*Required work*. Please copy the lines below exactly, starting at the line that contains "Identify every dry brown leaf." and ending with the final line.

[Object detection data]
** begin **

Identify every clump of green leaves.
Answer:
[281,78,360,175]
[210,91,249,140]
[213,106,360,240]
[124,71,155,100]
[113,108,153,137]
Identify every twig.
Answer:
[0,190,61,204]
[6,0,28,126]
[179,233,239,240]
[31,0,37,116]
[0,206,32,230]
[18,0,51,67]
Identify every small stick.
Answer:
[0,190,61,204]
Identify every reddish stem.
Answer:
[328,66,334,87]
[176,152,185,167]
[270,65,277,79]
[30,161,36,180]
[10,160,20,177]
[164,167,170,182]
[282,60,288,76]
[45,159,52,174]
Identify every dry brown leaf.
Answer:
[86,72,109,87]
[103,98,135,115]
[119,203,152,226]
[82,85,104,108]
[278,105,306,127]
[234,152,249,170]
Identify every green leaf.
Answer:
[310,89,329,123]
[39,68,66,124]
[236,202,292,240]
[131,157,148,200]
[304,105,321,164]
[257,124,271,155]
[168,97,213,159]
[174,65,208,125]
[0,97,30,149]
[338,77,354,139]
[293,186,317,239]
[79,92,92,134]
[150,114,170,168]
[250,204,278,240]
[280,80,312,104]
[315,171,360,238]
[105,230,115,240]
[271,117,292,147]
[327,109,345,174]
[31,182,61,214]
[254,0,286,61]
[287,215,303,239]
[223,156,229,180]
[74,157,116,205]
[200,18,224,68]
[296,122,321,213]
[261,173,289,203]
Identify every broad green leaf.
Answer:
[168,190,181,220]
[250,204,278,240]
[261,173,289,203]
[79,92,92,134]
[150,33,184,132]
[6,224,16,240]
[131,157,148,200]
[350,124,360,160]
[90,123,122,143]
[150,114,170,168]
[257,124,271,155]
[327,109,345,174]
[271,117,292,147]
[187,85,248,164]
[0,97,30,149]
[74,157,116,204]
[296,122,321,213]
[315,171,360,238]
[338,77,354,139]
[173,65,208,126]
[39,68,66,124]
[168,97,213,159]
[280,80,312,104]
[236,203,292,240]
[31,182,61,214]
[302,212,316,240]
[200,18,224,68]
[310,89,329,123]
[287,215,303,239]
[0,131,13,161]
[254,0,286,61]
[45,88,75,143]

** end **

*Right answer*.
Identify every dry brown leaf.
Answer:
[86,72,109,87]
[103,98,135,115]
[119,203,152,226]
[82,85,104,108]
[278,105,306,127]
[234,152,249,170]
Identify every green leaf.
Answer:
[310,89,329,123]
[39,68,66,124]
[236,202,292,240]
[131,157,148,200]
[304,105,321,164]
[257,124,271,155]
[168,97,213,159]
[174,65,208,125]
[0,97,30,149]
[338,77,354,139]
[293,186,317,239]
[79,92,92,134]
[150,114,170,168]
[250,204,278,240]
[280,80,312,104]
[315,171,360,238]
[105,230,115,240]
[271,117,292,147]
[327,109,345,174]
[31,182,61,214]
[254,0,286,61]
[287,215,303,239]
[223,156,229,180]
[74,157,116,205]
[200,18,224,68]
[296,122,321,213]
[261,173,289,203]
Identify every broad green leaf.
Answer:
[168,190,181,220]
[250,204,278,240]
[261,173,289,203]
[79,92,92,134]
[150,33,184,132]
[6,224,16,240]
[131,157,148,200]
[350,124,360,160]
[90,123,122,143]
[150,114,170,168]
[257,124,271,155]
[327,109,345,174]
[271,117,292,147]
[187,85,248,164]
[0,97,30,149]
[74,157,116,204]
[296,122,321,213]
[315,171,360,238]
[338,77,354,139]
[173,65,208,126]
[39,68,66,124]
[168,97,213,159]
[280,80,312,104]
[236,203,292,240]
[31,182,61,214]
[302,212,316,240]
[200,18,224,68]
[310,89,329,123]
[287,215,303,239]
[0,131,13,161]
[254,0,286,61]
[45,88,75,143]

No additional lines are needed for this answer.